In the material below, which lines hold the word "chimpanzee"? Pick each one out.

%%

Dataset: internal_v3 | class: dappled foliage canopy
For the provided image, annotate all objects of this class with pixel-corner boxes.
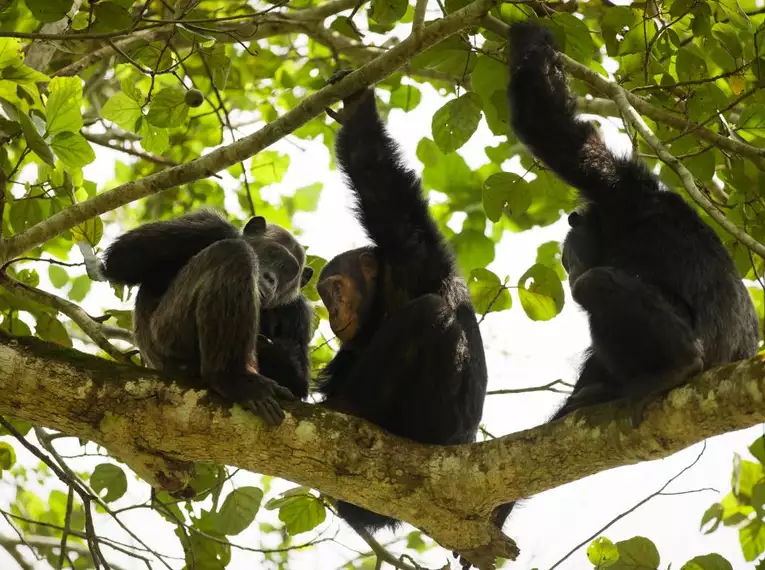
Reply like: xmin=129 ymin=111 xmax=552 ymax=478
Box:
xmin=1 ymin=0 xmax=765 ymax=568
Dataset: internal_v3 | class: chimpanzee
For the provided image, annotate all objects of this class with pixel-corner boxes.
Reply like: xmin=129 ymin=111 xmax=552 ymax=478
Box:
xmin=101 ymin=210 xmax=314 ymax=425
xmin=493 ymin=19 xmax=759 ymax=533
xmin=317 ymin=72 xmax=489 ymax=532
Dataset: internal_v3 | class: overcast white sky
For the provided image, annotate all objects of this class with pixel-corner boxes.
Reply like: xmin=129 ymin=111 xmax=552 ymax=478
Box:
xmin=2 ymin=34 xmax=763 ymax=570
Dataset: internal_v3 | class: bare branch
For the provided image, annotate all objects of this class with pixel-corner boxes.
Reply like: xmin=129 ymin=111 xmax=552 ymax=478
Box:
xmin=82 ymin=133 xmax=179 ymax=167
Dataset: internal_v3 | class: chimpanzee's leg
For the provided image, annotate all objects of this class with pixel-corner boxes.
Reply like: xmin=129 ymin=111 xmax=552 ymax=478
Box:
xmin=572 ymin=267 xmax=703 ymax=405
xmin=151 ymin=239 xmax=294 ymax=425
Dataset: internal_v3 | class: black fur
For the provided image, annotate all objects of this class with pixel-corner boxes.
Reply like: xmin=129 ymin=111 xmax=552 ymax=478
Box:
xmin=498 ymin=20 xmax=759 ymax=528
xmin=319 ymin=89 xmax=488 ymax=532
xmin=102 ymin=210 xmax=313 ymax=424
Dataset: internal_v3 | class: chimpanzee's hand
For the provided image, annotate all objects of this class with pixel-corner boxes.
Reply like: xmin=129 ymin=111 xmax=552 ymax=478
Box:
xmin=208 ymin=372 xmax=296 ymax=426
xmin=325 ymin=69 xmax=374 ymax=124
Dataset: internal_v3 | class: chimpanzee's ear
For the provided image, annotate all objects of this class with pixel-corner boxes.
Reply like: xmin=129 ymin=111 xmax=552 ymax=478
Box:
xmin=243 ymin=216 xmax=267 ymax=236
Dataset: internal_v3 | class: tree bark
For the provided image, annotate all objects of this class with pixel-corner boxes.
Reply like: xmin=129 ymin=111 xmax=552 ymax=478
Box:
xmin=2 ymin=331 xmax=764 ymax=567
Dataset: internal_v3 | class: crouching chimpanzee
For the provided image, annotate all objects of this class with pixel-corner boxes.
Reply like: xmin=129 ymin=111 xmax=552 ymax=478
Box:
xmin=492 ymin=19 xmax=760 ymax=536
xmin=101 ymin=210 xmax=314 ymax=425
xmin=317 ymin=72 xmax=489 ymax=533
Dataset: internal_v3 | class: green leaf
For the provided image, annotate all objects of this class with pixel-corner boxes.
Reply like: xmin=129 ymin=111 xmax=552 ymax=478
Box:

%%

*OUTPUT:*
Dataset: internal_v3 | class: chimpanzee
Dataset: internal_v3 | class: chimpanzee's leg
Dataset: internal_v3 | class: chimpanzee's hand
Dataset: internal_v3 | class: chimpanzee's ear
Dataset: internal_v3 | class: crouching chimpanzee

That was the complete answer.